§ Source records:

____________

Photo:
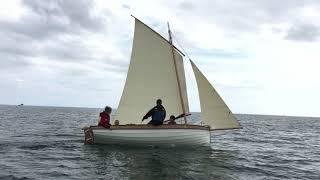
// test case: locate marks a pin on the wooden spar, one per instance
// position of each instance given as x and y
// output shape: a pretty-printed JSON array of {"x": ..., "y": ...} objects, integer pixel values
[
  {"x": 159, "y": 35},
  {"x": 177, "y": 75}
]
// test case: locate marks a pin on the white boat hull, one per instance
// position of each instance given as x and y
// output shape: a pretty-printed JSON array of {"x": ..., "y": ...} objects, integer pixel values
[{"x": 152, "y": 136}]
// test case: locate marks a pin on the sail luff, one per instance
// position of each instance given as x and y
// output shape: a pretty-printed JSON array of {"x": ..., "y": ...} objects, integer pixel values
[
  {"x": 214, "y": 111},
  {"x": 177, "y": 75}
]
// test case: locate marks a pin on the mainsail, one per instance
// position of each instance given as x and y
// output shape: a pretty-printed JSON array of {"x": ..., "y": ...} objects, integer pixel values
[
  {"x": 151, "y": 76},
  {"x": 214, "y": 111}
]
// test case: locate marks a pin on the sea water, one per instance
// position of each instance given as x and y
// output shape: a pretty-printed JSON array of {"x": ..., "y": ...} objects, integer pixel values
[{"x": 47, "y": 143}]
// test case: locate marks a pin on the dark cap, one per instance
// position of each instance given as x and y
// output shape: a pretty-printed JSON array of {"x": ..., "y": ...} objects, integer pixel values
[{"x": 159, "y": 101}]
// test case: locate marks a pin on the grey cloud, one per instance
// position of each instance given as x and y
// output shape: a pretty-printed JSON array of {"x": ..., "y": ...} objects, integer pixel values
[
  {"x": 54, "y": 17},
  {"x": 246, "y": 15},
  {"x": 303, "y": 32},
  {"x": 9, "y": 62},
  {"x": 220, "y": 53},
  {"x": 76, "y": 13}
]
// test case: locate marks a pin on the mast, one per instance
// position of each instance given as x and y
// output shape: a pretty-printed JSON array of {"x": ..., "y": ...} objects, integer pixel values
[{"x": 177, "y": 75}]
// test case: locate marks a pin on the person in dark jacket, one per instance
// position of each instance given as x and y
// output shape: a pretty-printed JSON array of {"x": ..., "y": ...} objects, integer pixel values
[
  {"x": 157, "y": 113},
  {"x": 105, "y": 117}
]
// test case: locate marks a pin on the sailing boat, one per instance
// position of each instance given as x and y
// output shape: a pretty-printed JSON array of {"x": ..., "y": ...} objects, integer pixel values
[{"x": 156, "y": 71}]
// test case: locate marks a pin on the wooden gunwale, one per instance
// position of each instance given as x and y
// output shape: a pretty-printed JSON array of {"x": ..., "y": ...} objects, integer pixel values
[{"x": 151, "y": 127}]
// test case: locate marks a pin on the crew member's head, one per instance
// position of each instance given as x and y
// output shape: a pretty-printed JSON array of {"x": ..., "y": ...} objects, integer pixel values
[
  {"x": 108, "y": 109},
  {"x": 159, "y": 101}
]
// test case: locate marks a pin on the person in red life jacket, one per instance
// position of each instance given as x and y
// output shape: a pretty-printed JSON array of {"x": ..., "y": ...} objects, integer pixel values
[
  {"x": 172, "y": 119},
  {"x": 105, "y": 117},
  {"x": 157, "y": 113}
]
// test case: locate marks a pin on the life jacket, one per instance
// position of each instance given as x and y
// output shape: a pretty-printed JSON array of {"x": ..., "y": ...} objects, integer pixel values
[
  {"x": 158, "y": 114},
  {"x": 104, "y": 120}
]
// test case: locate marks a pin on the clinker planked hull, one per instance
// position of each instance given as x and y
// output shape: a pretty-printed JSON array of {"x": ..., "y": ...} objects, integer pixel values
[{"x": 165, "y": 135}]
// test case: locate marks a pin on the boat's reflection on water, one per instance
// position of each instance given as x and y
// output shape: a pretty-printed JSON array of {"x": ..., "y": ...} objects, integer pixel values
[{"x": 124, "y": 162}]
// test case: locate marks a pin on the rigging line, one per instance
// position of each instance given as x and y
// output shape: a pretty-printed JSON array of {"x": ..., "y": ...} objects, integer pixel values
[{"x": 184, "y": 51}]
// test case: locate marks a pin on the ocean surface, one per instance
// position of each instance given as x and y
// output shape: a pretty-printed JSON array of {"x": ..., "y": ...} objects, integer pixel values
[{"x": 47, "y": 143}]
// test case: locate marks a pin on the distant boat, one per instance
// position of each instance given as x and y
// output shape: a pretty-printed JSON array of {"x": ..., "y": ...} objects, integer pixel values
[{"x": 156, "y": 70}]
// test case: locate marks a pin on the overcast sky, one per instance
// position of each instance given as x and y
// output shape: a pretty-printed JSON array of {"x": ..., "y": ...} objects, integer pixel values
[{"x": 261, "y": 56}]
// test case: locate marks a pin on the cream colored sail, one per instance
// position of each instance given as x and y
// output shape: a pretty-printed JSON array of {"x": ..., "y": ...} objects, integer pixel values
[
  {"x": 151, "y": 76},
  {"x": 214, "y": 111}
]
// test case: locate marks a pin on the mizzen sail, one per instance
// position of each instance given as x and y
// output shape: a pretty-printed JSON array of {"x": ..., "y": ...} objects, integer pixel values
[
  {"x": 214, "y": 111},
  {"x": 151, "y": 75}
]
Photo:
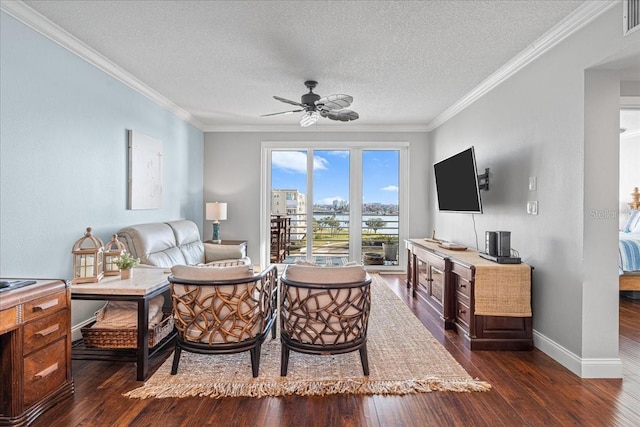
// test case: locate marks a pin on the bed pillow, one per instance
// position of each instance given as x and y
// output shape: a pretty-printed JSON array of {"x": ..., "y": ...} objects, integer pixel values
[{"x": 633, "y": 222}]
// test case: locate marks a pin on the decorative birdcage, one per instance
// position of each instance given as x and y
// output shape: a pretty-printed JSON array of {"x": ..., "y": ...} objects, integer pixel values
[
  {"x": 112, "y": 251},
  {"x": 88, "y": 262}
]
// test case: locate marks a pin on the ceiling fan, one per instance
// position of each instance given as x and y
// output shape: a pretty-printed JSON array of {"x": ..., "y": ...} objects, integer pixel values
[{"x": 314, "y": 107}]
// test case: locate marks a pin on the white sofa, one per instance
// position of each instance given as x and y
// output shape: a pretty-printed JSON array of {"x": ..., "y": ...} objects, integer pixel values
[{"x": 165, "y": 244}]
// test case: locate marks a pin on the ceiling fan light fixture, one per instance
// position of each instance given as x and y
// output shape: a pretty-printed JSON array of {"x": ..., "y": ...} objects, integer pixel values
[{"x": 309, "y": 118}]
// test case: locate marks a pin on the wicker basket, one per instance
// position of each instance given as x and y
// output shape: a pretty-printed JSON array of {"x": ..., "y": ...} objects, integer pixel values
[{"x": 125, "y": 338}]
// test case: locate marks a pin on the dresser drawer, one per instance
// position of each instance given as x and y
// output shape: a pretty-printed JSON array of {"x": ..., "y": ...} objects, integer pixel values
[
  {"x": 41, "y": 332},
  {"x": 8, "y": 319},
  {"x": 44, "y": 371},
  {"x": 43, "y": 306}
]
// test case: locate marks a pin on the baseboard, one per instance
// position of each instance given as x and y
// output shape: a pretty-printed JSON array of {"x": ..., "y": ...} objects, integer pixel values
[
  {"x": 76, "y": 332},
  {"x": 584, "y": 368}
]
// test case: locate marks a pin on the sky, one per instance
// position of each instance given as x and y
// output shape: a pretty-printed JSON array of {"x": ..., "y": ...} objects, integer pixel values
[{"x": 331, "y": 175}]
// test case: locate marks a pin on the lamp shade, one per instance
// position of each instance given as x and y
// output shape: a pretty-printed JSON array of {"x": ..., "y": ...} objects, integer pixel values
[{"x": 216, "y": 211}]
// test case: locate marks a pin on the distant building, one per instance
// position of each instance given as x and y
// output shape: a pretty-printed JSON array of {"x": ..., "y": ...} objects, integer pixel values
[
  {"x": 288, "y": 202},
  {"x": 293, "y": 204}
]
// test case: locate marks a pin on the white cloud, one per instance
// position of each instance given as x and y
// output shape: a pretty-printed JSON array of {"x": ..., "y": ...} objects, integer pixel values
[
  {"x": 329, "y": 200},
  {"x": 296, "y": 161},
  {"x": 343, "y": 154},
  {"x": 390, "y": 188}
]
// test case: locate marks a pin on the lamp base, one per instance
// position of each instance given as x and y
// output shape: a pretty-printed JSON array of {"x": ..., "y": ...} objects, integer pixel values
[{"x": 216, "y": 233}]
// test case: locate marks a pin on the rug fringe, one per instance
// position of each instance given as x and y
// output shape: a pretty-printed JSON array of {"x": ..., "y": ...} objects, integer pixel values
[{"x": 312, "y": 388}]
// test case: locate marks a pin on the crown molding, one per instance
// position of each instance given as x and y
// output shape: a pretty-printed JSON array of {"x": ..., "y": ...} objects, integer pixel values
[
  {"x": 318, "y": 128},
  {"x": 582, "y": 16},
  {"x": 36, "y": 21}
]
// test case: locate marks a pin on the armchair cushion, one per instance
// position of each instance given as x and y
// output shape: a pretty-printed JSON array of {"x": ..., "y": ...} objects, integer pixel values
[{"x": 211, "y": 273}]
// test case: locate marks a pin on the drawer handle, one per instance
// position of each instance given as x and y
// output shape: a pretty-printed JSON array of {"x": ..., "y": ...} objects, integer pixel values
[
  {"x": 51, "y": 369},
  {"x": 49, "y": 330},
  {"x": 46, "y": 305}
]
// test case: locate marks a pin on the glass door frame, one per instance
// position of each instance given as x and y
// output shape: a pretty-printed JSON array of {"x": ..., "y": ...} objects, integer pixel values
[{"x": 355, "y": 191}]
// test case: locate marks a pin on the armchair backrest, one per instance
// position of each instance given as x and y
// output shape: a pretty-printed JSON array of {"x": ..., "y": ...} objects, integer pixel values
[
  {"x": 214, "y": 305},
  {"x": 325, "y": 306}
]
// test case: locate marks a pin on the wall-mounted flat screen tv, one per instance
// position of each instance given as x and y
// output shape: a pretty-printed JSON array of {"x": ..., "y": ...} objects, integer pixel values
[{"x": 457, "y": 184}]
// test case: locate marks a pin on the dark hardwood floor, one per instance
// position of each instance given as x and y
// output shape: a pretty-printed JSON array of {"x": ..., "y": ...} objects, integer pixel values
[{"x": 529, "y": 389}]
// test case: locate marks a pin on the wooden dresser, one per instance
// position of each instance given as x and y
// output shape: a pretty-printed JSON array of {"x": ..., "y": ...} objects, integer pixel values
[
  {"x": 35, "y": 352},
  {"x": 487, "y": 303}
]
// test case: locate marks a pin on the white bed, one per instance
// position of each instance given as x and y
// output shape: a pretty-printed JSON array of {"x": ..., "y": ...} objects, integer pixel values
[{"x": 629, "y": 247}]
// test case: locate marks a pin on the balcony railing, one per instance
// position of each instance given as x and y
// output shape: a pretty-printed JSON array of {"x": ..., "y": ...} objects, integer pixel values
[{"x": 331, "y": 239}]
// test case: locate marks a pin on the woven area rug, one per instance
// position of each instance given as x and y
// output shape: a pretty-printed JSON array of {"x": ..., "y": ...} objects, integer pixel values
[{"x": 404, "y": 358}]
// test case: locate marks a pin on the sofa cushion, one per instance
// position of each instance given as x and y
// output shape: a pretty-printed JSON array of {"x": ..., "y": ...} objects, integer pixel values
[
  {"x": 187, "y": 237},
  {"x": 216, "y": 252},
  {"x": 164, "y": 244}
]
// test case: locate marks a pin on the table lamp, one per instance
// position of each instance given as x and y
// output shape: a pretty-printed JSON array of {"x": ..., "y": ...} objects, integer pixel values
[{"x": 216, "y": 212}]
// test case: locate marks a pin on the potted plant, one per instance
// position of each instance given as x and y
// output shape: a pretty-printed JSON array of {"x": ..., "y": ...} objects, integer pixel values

____________

§ Exercise: How many lines in the records contain the word "jacket"? Answer with the number alone.

§ Solution to this problem: 3